* **Extract**

-*-*-

From callbacks to opening night, a journal of Saturday Night’s process

News & Notes
Miss America 1998 stars as The Witch in Illinois; George Hearn and Ruthie Henshall join the cast of Putting It Together

National Report
Passion is given its first performance in southern California in a concert version
An industrial setting for an intimate Sweeney Todd in Minneapolis
A new interpretation for Company, with Donna McKechnie as Joanne
Would you believe that Follies is now a spring musical for high schools?

A Sondheim Portfolio
We look back on five years of publishing by remembering Sondheim productions during that time

International Report
A Little Night Music in Japan, Into the Woods in Germany

The Essay
Dance has a very specific role in Sondheim’s musicals

The Interview
Julia McKenzie has been creating Sondheim roles in London for twenty-five years

Review
A new songbook includes Sondheim’s music for film and television

For Your Amusement
Our traditional anniversary issue puzzle by Sondheim

The Scrapbook
Sunday in the Park with George

Looking Ahead
Upcoming Sondheim shows in the U.S. and elsewhere


SAMPLE ARTICLE

All the nights before Saturday Night

By John Olson

It’s August 1998, and director Gary Griffin and I at a restaurant on Chicago’s north side when I ask about his next Stephen Sondheim project. It will be Pegasus Players’ American premiere of Saturday Night, Sondheim’s first show intended for Broadway. Does the show have a rightful place with the rest of Sondheim’s work, or is it a museum piece for students and fans of the composer?

-*-*-

* **Apply what you read**
**a.** Transcribe everything in the magazine listing from "The Scrapbook" down to "of the composer?".
**b.** In the magazine listing, who plays Joanne in the new interpretation of Company?

-*-*-

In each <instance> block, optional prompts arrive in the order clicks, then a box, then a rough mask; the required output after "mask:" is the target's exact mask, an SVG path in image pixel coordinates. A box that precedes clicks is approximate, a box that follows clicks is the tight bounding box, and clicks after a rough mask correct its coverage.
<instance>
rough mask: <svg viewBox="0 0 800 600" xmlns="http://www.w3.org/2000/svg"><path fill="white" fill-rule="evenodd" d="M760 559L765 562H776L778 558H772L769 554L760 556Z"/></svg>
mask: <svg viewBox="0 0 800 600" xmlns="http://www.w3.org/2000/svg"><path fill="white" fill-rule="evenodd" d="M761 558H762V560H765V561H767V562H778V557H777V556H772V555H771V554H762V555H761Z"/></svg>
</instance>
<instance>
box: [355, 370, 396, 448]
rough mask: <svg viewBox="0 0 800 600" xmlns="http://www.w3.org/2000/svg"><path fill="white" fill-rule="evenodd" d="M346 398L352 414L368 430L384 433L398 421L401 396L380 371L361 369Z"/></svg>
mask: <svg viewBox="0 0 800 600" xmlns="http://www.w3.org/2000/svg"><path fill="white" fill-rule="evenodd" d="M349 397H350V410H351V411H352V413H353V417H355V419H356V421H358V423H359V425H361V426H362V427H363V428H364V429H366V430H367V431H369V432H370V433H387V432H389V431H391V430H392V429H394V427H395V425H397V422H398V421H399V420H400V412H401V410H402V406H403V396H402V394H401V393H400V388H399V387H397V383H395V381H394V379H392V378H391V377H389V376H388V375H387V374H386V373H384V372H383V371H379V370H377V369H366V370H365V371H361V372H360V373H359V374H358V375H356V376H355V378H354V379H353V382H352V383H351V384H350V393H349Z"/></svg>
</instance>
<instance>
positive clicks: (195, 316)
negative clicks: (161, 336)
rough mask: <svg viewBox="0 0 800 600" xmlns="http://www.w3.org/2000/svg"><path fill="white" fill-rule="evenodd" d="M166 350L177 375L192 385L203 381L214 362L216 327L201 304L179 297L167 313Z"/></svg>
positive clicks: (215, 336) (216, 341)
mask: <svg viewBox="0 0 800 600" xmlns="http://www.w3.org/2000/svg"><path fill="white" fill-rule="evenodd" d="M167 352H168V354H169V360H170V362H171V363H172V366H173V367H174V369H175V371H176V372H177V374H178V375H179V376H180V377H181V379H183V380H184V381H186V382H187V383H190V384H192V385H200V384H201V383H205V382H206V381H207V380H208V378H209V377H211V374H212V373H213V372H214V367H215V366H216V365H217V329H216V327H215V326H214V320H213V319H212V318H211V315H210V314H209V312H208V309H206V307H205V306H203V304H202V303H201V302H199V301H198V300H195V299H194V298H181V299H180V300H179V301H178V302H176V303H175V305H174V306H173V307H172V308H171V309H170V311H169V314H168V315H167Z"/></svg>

-*-*-

* **Numbered answers**
**a.**
The Scrapbook
Sunday in the Park with George

Looking Ahead
Upcoming Sondheim shows in the U.S. and elsewhere


SAMPLE ARTICLE

All the nights before Saturday Night

By John Olson

It’s August 1998, and director Gary Griffin and I at a restaurant on Chicago’s north side when I ask about his next Stephen Sondheim project. It will be Pegasus Players’ American premiere of Saturday Night, Sondheim’s first show intended for Broadway. Does the show have a rightful place with the rest of Sondheim’s work, or is it a museum piece for students and fans of the composer?

**b.** Donna McKechnie